:: SUPPLIED PASSAGE ::
╭──

Watch Big Brother Watching You: Actors’ Gang Stages Oracle Orwell’s Prophetic Thought Crime

Lee Margaret Hanson and Tim Robbins, photo by Ashley Randall.jpg

1984 Theater Review

 

Watch Big Brother Watching You: Actors’ Gang Stages Oracle Orwell’s Prophetic Thought Crime

 

By Ed Rampell

 

[NOTE: This review may contain plot spoilers for those unfamiliar with 1984.]

 

Halloween is the spookiest time of the year, when scary shows are de rigueur on stage and screen. For example, Oct. 25-31 Alfred Hitchcock’s 1960 scream-fest Psycho is being screamed - uh, I mean screened - in Downtown L.A.’s ornate Theatre at Ace Hotel, accompanied by LA Opera Orchestra performing live Bernard Herrmann’s hair-raising score. (See: https://www.laopera.org/performances/201920-season/psycho/.)

╰──

:: TASK DIRECTIONS ::
Summarize the 1984 theater review above in two sentences.

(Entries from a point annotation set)
╭──

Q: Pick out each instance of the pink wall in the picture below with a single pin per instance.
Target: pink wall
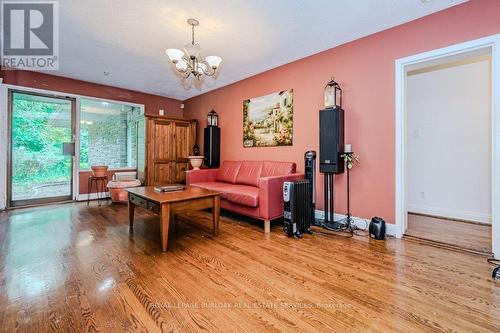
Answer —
(38, 80)
(365, 70)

╰──

:: SOLUTION BELOW ::
Ed Rampell's review covers the Actors' Gang staging of Orwell's 1984 and warns that it may contain plot spoilers for readers unfamiliar with the work. It opens by noting that Halloween is a time for scary shows, such as the Oct. 25-31 screening of Alfred Hitchcock's 1960 Psycho at Downtown L.A.'s Theatre at Ace Hotel, where the LA Opera Orchestra performs Bernard Herrmann's score live.